§ **Work required**:
All of the records below are to be copied exactly.

-- Dataset extract follows --

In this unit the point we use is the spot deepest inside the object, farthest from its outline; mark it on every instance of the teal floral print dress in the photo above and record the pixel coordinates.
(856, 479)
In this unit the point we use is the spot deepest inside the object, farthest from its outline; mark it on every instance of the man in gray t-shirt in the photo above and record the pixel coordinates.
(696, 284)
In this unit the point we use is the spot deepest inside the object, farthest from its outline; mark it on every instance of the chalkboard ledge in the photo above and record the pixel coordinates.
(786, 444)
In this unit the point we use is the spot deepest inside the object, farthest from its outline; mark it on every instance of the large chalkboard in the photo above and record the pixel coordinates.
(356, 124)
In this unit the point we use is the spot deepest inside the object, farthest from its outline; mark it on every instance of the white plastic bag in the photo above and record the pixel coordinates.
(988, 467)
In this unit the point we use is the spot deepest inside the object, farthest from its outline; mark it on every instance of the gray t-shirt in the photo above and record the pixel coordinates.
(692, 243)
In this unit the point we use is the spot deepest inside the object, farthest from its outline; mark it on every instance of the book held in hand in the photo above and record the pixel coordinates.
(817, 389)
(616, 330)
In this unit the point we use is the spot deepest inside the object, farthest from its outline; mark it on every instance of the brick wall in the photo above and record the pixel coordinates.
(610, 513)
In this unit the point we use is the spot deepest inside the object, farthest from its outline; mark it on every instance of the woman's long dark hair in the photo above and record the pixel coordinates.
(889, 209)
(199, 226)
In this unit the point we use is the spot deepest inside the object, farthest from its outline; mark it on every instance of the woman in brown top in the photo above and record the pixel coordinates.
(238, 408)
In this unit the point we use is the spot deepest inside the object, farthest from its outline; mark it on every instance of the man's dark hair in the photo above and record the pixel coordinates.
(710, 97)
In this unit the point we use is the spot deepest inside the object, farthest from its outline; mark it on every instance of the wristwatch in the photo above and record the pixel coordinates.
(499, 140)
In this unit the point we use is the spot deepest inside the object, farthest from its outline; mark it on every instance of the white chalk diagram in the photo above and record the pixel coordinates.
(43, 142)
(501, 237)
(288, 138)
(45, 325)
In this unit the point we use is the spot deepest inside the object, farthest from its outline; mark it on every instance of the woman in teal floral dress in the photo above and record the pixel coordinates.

-- Dataset extract concluded --

§ **Task solution**:
In this unit the point we use is the spot deepest inside the object, farthest from its outline; mark it on every instance of the teal floral print dress in the photo above and record the pixel coordinates.
(856, 479)
In this unit the point we use is the spot deepest inside the object, farthest from its outline; mark it on every instance of the man in gray t-shirt in the photo above and record the pixel coordinates.
(696, 284)
In this unit the point we use is the spot deepest inside the object, farthest from its outline; mark it on every instance of the chalkboard ledge in the photo above and record the pixel coordinates.
(786, 444)
In this unit the point we use is the spot deepest inside the object, farthest from its outline; mark it on every instance of the large chalkboard in the photo above and record the pixel coordinates.
(356, 124)
In this unit the point we use is the spot deepest inside the object, farthest from its outline; mark it on every instance of the white plastic bag in the photo above and record the pixel coordinates.
(988, 467)
In this unit the point we use is the spot deepest inside the object, farthest from its outline; mark it on every instance of the gray t-shirt in the photo above and record the pixel coordinates.
(692, 243)
In this unit the point we use is the spot deepest inside the object, farthest from its outline; mark it on every instance of the book held in hand in the photo above and record the pixel coordinates.
(817, 389)
(616, 330)
In this unit the point we use is the spot deepest inside the object, farthest from its outline; mark it on every instance of the brick wall in the photo above and record the pixel coordinates.
(610, 513)
In this unit the point we use is the spot deepest inside the object, farthest from its outline; mark it on every instance of the woman's long dark hair in the photo above and record the pixel coordinates.
(889, 209)
(199, 226)
In this unit the point we use is the spot deepest inside the object, farthest from its outline; mark it on every instance of the woman in brown top in the photo above and record the pixel coordinates.
(238, 408)
In this unit the point we use is the spot deepest inside the object, farthest from its outline; mark it on every instance of the man's dark hair in the photo above and record the pixel coordinates.
(710, 97)
In this unit the point we use is the spot deepest inside the object, farthest from its outline; mark it on every instance of the wristwatch in the photo above and record the pixel coordinates.
(499, 140)
In this unit the point we use is the spot deepest inside the object, farthest from its outline; mark it on every instance of the white chalk diagram in the photo above and record the pixel coordinates.
(43, 142)
(501, 237)
(288, 138)
(45, 325)
In this unit the point we use is the spot deepest inside the object, farthest from its outline; mark it on every instance of the woman in teal floral dress in the photo above and record the pixel coordinates.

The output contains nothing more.